**TASK DIRECTIONS**. Make an exact copy of all the entries shown below.

**RECORDS SUPPLIED**.
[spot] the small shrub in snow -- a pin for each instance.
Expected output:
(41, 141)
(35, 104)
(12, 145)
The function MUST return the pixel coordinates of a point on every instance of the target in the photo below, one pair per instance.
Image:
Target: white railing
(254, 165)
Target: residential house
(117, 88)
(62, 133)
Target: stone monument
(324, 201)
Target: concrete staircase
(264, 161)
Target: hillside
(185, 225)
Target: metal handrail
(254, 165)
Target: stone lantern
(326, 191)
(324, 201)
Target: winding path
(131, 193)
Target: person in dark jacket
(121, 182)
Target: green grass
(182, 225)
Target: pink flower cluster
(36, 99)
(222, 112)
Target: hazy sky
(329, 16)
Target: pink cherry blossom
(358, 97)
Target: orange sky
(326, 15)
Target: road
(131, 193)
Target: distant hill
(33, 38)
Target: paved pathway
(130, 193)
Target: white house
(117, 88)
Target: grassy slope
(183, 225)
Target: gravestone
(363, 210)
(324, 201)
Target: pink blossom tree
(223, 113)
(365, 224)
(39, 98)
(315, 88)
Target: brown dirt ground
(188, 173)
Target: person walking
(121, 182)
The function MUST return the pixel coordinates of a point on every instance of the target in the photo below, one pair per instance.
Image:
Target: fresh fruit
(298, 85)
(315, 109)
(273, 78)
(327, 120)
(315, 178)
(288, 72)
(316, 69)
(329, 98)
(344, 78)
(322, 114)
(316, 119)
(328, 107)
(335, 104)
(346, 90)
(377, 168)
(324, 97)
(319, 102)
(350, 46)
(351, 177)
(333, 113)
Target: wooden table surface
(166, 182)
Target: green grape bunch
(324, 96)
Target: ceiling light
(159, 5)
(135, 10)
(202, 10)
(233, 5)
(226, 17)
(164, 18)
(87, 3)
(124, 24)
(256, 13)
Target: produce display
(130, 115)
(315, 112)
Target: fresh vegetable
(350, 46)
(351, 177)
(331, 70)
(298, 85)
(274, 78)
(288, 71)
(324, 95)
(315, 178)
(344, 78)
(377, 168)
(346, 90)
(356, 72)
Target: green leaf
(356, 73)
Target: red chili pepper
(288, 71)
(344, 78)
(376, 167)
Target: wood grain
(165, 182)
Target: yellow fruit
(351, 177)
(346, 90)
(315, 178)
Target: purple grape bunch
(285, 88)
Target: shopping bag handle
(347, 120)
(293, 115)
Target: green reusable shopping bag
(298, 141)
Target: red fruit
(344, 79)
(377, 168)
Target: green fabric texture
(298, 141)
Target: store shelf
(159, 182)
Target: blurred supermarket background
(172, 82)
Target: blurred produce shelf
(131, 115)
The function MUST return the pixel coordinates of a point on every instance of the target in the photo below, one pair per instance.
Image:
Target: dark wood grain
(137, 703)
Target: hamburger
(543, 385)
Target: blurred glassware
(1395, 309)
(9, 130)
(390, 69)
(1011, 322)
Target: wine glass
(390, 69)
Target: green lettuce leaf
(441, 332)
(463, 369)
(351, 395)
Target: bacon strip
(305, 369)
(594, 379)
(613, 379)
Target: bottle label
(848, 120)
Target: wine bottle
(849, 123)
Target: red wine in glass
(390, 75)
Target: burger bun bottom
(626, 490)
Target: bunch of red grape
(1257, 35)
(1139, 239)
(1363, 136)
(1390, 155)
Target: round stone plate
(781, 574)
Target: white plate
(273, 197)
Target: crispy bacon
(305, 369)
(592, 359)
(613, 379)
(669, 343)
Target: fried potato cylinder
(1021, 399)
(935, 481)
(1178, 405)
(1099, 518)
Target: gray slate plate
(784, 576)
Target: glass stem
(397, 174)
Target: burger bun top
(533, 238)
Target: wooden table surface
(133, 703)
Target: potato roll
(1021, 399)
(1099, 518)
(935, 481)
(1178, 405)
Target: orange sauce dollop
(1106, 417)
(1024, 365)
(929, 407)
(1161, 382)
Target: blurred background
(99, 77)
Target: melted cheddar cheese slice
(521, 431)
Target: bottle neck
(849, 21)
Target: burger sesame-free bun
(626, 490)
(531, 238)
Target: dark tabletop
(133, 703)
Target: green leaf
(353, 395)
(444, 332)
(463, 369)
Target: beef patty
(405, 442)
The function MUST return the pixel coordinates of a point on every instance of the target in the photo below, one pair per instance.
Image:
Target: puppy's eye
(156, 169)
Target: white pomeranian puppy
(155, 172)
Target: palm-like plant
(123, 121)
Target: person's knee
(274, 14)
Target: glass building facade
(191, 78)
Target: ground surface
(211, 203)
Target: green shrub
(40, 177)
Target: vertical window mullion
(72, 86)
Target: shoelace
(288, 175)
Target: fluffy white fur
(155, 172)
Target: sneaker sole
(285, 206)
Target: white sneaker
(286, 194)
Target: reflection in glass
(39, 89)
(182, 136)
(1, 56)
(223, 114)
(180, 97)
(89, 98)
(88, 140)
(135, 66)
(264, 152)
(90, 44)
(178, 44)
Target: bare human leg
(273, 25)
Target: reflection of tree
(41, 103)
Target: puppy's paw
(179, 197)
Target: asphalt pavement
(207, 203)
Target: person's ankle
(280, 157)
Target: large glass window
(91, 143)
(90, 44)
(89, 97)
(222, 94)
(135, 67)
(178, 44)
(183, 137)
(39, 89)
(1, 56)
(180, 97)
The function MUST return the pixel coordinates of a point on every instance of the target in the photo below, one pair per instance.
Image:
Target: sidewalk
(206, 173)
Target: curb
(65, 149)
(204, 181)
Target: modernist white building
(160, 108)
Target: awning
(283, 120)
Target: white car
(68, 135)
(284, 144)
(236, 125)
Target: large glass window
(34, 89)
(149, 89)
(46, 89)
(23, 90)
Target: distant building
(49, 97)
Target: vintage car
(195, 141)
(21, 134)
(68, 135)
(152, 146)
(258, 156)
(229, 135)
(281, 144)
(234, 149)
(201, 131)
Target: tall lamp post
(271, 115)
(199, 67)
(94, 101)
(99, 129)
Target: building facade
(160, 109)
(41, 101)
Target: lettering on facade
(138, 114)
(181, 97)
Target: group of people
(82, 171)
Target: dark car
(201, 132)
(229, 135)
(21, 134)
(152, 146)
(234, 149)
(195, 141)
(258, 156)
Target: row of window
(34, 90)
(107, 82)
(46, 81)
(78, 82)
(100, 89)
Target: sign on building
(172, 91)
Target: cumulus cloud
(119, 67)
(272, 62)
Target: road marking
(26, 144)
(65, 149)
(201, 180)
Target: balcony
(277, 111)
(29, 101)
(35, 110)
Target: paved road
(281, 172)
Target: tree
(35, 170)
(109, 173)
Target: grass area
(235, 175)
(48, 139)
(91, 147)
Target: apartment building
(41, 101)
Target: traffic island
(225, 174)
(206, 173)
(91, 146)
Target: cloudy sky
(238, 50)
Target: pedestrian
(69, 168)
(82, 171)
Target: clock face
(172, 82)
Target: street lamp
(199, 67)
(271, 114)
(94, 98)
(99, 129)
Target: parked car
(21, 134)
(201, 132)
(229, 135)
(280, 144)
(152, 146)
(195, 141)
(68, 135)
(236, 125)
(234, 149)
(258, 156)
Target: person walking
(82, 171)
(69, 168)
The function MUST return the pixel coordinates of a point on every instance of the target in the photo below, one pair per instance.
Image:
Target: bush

**ANSWER SECTION**.
[spot] the small shrub in snow -- a pin for each instance.
Expected output:
(41, 141)
(35, 104)
(12, 145)
The function MUST return the pixel coordinates of a point on every instance of the target in the photo below, one pair per instance.
Image:
Target: white railing
(254, 165)
Target: residential house
(117, 88)
(62, 133)
Target: stone monument
(324, 201)
Target: concrete staircase
(264, 161)
Target: hillside
(185, 225)
Target: metal handrail
(254, 165)
Target: stone lantern
(326, 191)
(324, 201)
Target: winding path
(131, 193)
Target: person in dark jacket
(121, 182)
Target: green grass
(182, 225)
Target: pink flower cluster
(36, 99)
(222, 112)
Target: hazy sky
(329, 16)
Target: pink cherry blossom
(358, 97)
Target: orange sky
(326, 15)
Target: road
(131, 193)
Target: distant hill
(33, 38)
Target: paved pathway
(130, 193)
Target: white house
(117, 88)
Target: grassy slope
(183, 225)
Target: gravestone
(363, 210)
(324, 201)
Target: pink blossom tree
(223, 113)
(365, 224)
(39, 98)
(315, 88)
Target: brown dirt ground
(188, 173)
Target: person walking
(121, 182)
The function MUST return the pixel coordinates of a point on every instance of the target in the photo below, one pair per instance.
Image:
Target: fresh fruit
(298, 85)
(315, 109)
(273, 78)
(327, 120)
(315, 178)
(288, 72)
(316, 69)
(329, 98)
(344, 78)
(322, 114)
(316, 119)
(328, 107)
(335, 104)
(346, 90)
(377, 168)
(324, 97)
(319, 102)
(350, 46)
(351, 177)
(333, 113)
Target: wooden table surface
(166, 182)
Target: green grape bunch
(324, 96)
Target: ceiling light
(159, 5)
(135, 10)
(202, 10)
(233, 5)
(226, 17)
(164, 18)
(87, 3)
(124, 24)
(256, 13)
Target: produce display
(130, 115)
(315, 112)
Target: fresh vegetable
(350, 46)
(351, 177)
(331, 70)
(298, 85)
(274, 78)
(288, 71)
(324, 95)
(315, 178)
(344, 78)
(377, 168)
(346, 90)
(356, 72)
Target: green leaf
(356, 73)
Target: red chili pepper
(288, 71)
(344, 78)
(376, 167)
Target: wood grain
(165, 182)
Target: yellow fruit
(351, 177)
(346, 90)
(315, 178)
Target: purple grape bunch
(285, 88)
Target: shopping bag handle
(347, 120)
(293, 115)
Target: green reusable shopping bag
(298, 141)
Target: red fruit
(344, 79)
(377, 168)
Target: green fabric texture
(298, 141)
Target: store shelf
(159, 182)
Target: blurred supermarket background
(172, 82)
Target: blurred produce shelf
(131, 115)
The function MUST return the pixel coordinates of a point on every instance of the target in the photo below, one pair per instance.
Image:
Target: dark wood grain
(137, 703)
Target: hamburger
(543, 385)
Target: blurred glassware
(1395, 309)
(9, 130)
(390, 69)
(1011, 322)
Target: wine glass
(390, 69)
Target: green lettuce leaf
(441, 332)
(463, 369)
(351, 395)
Target: bacon strip
(305, 369)
(594, 379)
(613, 379)
Target: bottle label
(848, 120)
Target: wine bottle
(849, 123)
Target: red wine in glass
(390, 75)
Target: burger bun bottom
(626, 490)
Target: bunch of red grape
(1257, 35)
(1139, 239)
(1363, 136)
(1390, 155)
Target: round stone plate
(781, 574)
Target: white plate
(273, 197)
Target: crispy bacon
(305, 369)
(592, 359)
(613, 379)
(669, 343)
Target: fried potato cylinder
(1021, 399)
(935, 481)
(1178, 405)
(1099, 518)
Target: gray slate plate
(784, 576)
Target: glass stem
(397, 174)
Target: burger bun top
(533, 238)
Target: wooden table surface
(133, 703)
Target: potato roll
(1021, 399)
(1099, 518)
(935, 481)
(1178, 405)
Target: orange sauce dollop
(1106, 417)
(1024, 365)
(929, 407)
(1161, 382)
Target: blurred background
(99, 77)
Target: melted cheddar cheese slice
(521, 431)
Target: bottle neck
(849, 21)
Target: burger sesame-free bun
(626, 490)
(531, 238)
Target: dark tabletop
(133, 703)
Target: green leaf
(353, 395)
(444, 332)
(463, 369)
Target: beef patty
(405, 442)
The function MUST return the pixel coordinates of a point on every instance of the target in the photo below, one pair per instance.
Image:
Target: puppy's eye
(156, 169)
Target: white pomeranian puppy
(155, 172)
Target: palm-like plant
(123, 121)
Target: person's knee
(274, 14)
Target: glass building facade
(191, 78)
Target: ground surface
(211, 203)
Target: green shrub
(40, 177)
Target: vertical window mullion
(72, 86)
Target: shoelace
(288, 175)
Target: fluffy white fur
(155, 172)
Target: sneaker sole
(285, 206)
Target: white sneaker
(286, 194)
Target: reflection in glass
(39, 89)
(182, 136)
(1, 56)
(223, 114)
(180, 97)
(89, 98)
(88, 140)
(135, 66)
(264, 152)
(90, 44)
(178, 44)
Target: bare human leg
(273, 25)
Target: reflection of tree
(41, 103)
Target: puppy's paw
(179, 197)
Target: asphalt pavement
(207, 203)
Target: person's ankle
(280, 157)
Target: large glass window
(91, 143)
(90, 44)
(89, 97)
(222, 94)
(135, 67)
(178, 44)
(183, 137)
(39, 89)
(1, 56)
(180, 97)
The function MUST return the pixel coordinates of a point on every instance of the target in the photo below, one pair per instance.
Image:
Target: sidewalk
(206, 173)
Target: curb
(65, 149)
(204, 181)
Target: modernist white building
(160, 108)
Target: awning
(283, 120)
Target: white car
(68, 135)
(284, 144)
(236, 125)
Target: large glass window
(34, 89)
(149, 89)
(46, 89)
(23, 90)
Target: distant building
(49, 97)
Target: vintage car
(195, 141)
(21, 134)
(68, 135)
(152, 146)
(258, 156)
(229, 135)
(281, 144)
(234, 149)
(201, 131)
Target: tall lamp post
(271, 115)
(199, 67)
(94, 101)
(99, 129)
Target: building facade
(160, 109)
(41, 101)
Target: lettering on facade
(138, 114)
(181, 97)
Target: group of people
(82, 171)
Target: dark car
(201, 132)
(229, 135)
(21, 134)
(152, 146)
(234, 149)
(195, 141)
(258, 156)
Target: row of window
(34, 90)
(107, 82)
(46, 81)
(78, 82)
(100, 89)
Target: sign on building
(172, 91)
Target: cumulus cloud
(119, 67)
(272, 62)
Target: road marking
(26, 144)
(65, 149)
(201, 180)
Target: balcony
(277, 111)
(29, 101)
(35, 110)
Target: paved road
(281, 172)
Target: tree
(35, 170)
(109, 173)
Target: grass area
(235, 175)
(48, 139)
(91, 147)
Target: apartment building
(41, 101)
Target: traffic island
(225, 174)
(206, 173)
(91, 146)
Target: cloudy sky
(238, 50)
Target: pedestrian
(69, 168)
(82, 171)
Target: clock face
(172, 82)
Target: street lamp
(199, 67)
(271, 114)
(94, 98)
(99, 129)
Target: parked car
(21, 134)
(201, 132)
(229, 135)
(280, 144)
(152, 146)
(195, 141)
(68, 135)
(236, 125)
(234, 149)
(258, 156)
Target: person walking
(82, 171)
(69, 168)
The function MUST return the pixel coordinates of a point on every instance of the target in the photo below, one pair per instance.
Image:
Target: bush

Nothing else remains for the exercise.